◆ The task:
Set down all the entries again, word for word.
====== Materials provided
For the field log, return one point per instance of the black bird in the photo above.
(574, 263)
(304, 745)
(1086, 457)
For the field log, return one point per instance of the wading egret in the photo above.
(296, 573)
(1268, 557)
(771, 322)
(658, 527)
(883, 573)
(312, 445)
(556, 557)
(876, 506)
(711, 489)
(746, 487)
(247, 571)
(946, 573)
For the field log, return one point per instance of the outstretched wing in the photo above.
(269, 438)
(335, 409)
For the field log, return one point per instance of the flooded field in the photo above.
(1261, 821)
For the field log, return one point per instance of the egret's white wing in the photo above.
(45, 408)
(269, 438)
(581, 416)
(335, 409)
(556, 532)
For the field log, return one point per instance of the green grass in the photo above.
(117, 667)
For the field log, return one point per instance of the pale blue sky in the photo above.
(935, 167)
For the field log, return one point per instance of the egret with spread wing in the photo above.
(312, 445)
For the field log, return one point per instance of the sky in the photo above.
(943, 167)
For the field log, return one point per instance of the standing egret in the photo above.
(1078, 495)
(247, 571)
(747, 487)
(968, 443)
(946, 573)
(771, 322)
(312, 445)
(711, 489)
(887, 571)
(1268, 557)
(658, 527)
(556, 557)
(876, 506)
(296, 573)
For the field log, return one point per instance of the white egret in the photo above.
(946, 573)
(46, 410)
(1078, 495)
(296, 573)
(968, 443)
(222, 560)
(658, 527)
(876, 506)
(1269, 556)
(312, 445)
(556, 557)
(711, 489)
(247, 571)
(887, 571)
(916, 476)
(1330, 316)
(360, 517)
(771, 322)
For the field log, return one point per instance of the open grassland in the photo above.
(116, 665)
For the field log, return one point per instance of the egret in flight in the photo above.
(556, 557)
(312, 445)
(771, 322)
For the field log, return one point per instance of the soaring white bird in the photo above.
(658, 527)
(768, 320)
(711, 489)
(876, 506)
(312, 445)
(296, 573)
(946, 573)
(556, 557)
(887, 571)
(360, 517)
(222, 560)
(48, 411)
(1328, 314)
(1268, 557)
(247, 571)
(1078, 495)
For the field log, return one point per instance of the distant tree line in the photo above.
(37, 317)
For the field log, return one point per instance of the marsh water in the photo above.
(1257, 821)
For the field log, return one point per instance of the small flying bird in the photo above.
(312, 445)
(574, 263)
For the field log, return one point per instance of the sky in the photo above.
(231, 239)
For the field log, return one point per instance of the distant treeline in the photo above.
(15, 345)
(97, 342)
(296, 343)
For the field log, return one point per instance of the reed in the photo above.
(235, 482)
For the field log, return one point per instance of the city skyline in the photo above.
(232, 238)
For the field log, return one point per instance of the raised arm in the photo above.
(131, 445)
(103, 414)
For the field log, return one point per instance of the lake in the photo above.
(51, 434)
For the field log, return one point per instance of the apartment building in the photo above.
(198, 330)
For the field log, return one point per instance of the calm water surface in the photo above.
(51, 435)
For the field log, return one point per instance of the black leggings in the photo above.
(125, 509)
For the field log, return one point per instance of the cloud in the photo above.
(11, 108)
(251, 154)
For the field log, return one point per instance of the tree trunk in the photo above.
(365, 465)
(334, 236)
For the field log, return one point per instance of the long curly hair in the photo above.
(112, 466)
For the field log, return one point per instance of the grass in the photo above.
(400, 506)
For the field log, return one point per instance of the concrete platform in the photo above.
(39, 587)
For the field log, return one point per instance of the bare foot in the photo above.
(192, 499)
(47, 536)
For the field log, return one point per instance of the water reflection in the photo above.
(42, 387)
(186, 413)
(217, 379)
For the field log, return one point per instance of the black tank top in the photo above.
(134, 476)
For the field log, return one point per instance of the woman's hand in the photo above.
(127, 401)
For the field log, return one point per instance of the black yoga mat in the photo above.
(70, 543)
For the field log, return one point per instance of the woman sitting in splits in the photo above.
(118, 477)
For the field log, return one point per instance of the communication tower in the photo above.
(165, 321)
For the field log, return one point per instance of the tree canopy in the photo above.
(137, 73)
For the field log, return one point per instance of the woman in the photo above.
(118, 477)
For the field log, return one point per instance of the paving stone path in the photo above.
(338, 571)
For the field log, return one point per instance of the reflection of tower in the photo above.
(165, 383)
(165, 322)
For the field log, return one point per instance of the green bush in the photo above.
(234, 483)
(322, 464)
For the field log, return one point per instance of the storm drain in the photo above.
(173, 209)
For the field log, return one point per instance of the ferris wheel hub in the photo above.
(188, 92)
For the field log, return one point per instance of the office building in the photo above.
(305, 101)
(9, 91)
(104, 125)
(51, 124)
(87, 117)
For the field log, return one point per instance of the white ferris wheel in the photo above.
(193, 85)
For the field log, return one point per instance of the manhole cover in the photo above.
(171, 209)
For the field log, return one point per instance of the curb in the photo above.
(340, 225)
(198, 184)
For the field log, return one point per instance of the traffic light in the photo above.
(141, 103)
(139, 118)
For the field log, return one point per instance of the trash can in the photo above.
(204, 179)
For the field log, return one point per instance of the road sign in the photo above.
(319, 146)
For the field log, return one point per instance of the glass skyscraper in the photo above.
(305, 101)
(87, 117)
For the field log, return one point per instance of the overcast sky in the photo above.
============
◆ Finished task:
For the field log, return one point per instance of the black bird in the photo above.
(574, 263)
(304, 745)
(1086, 457)
For the field log, return one point per instance of the wading egret in the photo above.
(296, 573)
(1268, 557)
(771, 322)
(658, 527)
(883, 573)
(312, 445)
(556, 557)
(876, 506)
(711, 489)
(746, 487)
(247, 571)
(946, 573)
For the field log, return one point per instance of the outstretched wing in the photo above.
(269, 438)
(335, 409)
For the field log, return one point per instance of the flooded field in the photo above.
(1261, 821)
For the field log, return one point per instance of the egret's white wing in the photo above.
(45, 408)
(269, 438)
(581, 416)
(335, 409)
(556, 532)
For the field log, return one point per instance of the green grass in the photo above.
(117, 667)
For the field log, return one point per instance of the pale blue sky in the photo above.
(935, 167)
For the field log, return one point per instance of the egret with spread wing in the photo above.
(312, 445)
For the field log, return one point per instance of the sky in the photo above.
(943, 167)
For the field log, return one point per instance of the standing egret in the photo above.
(1078, 495)
(247, 571)
(747, 487)
(968, 443)
(946, 573)
(771, 322)
(312, 445)
(711, 489)
(887, 571)
(1268, 557)
(658, 527)
(556, 557)
(876, 506)
(296, 573)
For the field log, return one point per instance of the white egret in the photo above.
(946, 573)
(46, 410)
(1078, 495)
(296, 573)
(968, 443)
(222, 560)
(658, 527)
(876, 506)
(1269, 556)
(312, 445)
(556, 557)
(711, 489)
(247, 571)
(887, 571)
(916, 476)
(1330, 316)
(360, 517)
(771, 322)
For the field log, return one point per instance of the open grassland in the photo above.
(116, 665)
For the field log, return one point per instance of the egret in flight in the photo above.
(556, 557)
(312, 445)
(771, 322)
For the field log, return one point per instance of the soaring white bird in the photo above.
(658, 527)
(768, 320)
(711, 489)
(876, 506)
(312, 445)
(296, 573)
(946, 573)
(556, 557)
(887, 571)
(360, 517)
(222, 560)
(48, 411)
(1328, 314)
(1268, 557)
(247, 571)
(1078, 495)
For the field log, return one point per instance of the distant tree line in the photo above.
(37, 317)
For the field log, return one point per instance of the marsh water in the photo above.
(1257, 821)
For the field log, return one point per instance of the small flying bird in the photo above.
(312, 445)
(574, 263)
For the field log, return one point per instance of the sky in the photo above.
(231, 239)
For the field log, return one point per instance of the distant treeline in the photo above.
(15, 345)
(97, 342)
(296, 343)
For the field log, return one point per instance of the reed in the photo above.
(235, 482)
For the field log, return one point per instance of the city skyline in the photo above.
(232, 238)
For the field log, return one point per instance of the raised arm in the photo above.
(131, 445)
(103, 414)
For the field log, return one point per instance of the lake in the photo above.
(51, 434)
For the field log, return one point per instance of the apartment building in the photo above.
(198, 330)
For the field log, return one point per instance of the calm water surface in the photo above.
(51, 435)
For the field log, return one point per instance of the black leggings in the photo above.
(125, 509)
For the field log, return one point per instance of the cloud in the photo above.
(11, 108)
(251, 154)
For the field log, return one point per instance of the tree trunk in the photo above.
(365, 465)
(334, 236)
For the field log, return one point per instance of the long curly hair in the photo above.
(112, 466)
For the field log, return one point per instance of the grass in the photo above.
(400, 506)
For the field log, return one point per instance of the concrete platform in the photo above.
(39, 587)
For the field log, return one point per instance of the bare foot in the photo above.
(192, 499)
(47, 536)
For the field log, return one point per instance of the water reflection in the photo above.
(42, 387)
(186, 413)
(217, 379)
For the field log, return one point per instance of the black tank top in the photo above.
(134, 476)
For the field log, return one point per instance of the woman's hand in the photo above.
(127, 401)
For the field log, return one point per instance of the black yoga mat in the photo above.
(70, 543)
For the field log, return one point per instance of the woman sitting in splits in the photo above.
(118, 477)
For the field log, return one point per instance of the communication tower in the photo above.
(165, 321)
For the field log, return one point per instance of the tree canopy in the photo above.
(137, 73)
For the field log, return one point per instance of the woman in the photo above.
(118, 477)
For the field log, return one point per instance of the paving stone path in the photo above.
(338, 571)
For the field log, return one point per instance of the reflection of tower in the photo above.
(165, 383)
(165, 322)
For the field log, return one point per instance of the green bush in the photo above.
(234, 483)
(322, 464)
For the field log, return one point per instance of the storm drain in the photo above.
(173, 209)
For the field log, return one point per instance of the ferris wheel hub in the photo above.
(188, 92)
For the field log, return one point per instance of the office building in the photo above.
(305, 101)
(9, 91)
(104, 125)
(51, 124)
(87, 117)
For the field log, return one point per instance of the white ferris wheel in the photo above.
(193, 85)
For the field log, return one point per instance of the manhole cover in the photo above.
(171, 209)
For the field log, return one point per instance of the curb in the photo above.
(340, 225)
(198, 184)
For the field log, return one point per instance of the traffic light in the photo above.
(141, 103)
(139, 118)
For the field log, return one point per instance of the trash can in the photo above.
(204, 179)
For the field log, return one point per instance of the road sign in the photo above.
(319, 146)
For the field log, return one point per instance of the glass skyscraper in the photo above.
(305, 101)
(87, 117)
For the field log, return one point per instance of the overcast sky in the photo above.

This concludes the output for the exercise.